> [Texto dado]
++++++++++
Hace seis meses, mi suegra se mudó con nosotros. Tiene su propia casa y es perfectamente capaz de valerse por sí misma, pero logró convencer a mi marido de que necesitaba ayuda. Alegó que sentía miedo, soledad, así que él, sin pensarlo dos veces, la trajo a nuestro pequeño piso en el centro de Madrid.
María del Carmen Solís es una mujer de carácter complicado. Necesita ser el centro de atención, cueste lo que cueste. Mientras su marido vivió, no se metía con nosotras. Yo estaba aliviada, porque en todos los años de matrimonio nunca logré llevar buena relación con ella.
++++++++++
> [Material proporcionado]
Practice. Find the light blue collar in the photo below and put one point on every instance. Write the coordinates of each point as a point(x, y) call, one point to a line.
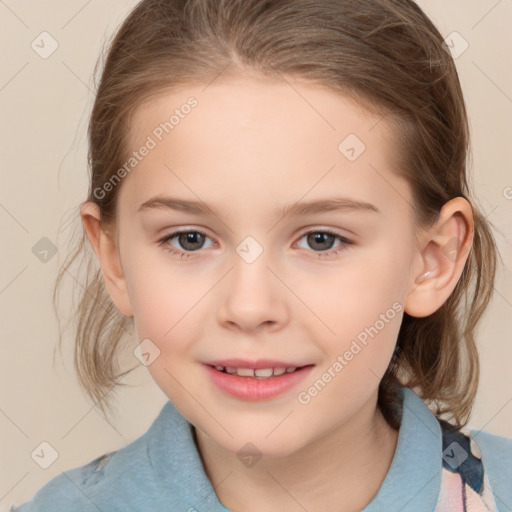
point(411, 484)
++++++++++
> [Tarea] Continúa el relato sobre la suegra que se instaló en el piso de Madrid a partir de su última oración.

> [Respuesta esperada]
—Cariño, una siempre debe arreglarse antes de que llegue el marido. Yo, a mi edad, nunca me permitiría salir así. Y la carne deberías cocinarla de otra forma, ¿no has pensado en apuntarte a algún curso? Vaya falta que te hizo tu madre…
Frases como esas eran el pan de cada día. Según ella, todo lo hace perfecto, y yo no tengo ni idea. Antes, cuando solo nos veíamos en Navidades o cumpleaños, aguantaba y callaba. Pero ahora, con sus comentarios a diario, cada vez me cuesta más soportarla.
Mi suegro falleció el año pasado. Lo esperábamos, llevaba años luchando contra el cáncer. Cuando enviudó, daba pena verla: no comía, apenas hablaba, como una sombra vagando por la casa. El primer mes, ni siquiera la dejábamos sola.
Pero con el tiempo, volvió en sí… y volvieron también las indirectas y las críticas. Al principio pensé: “Bueno, al menos significa que se ha recuperado”. Pero me equivoqué. Poco a poco, empezó a llenarle la cabeza a mi marido con lo difícil que era vivir sola.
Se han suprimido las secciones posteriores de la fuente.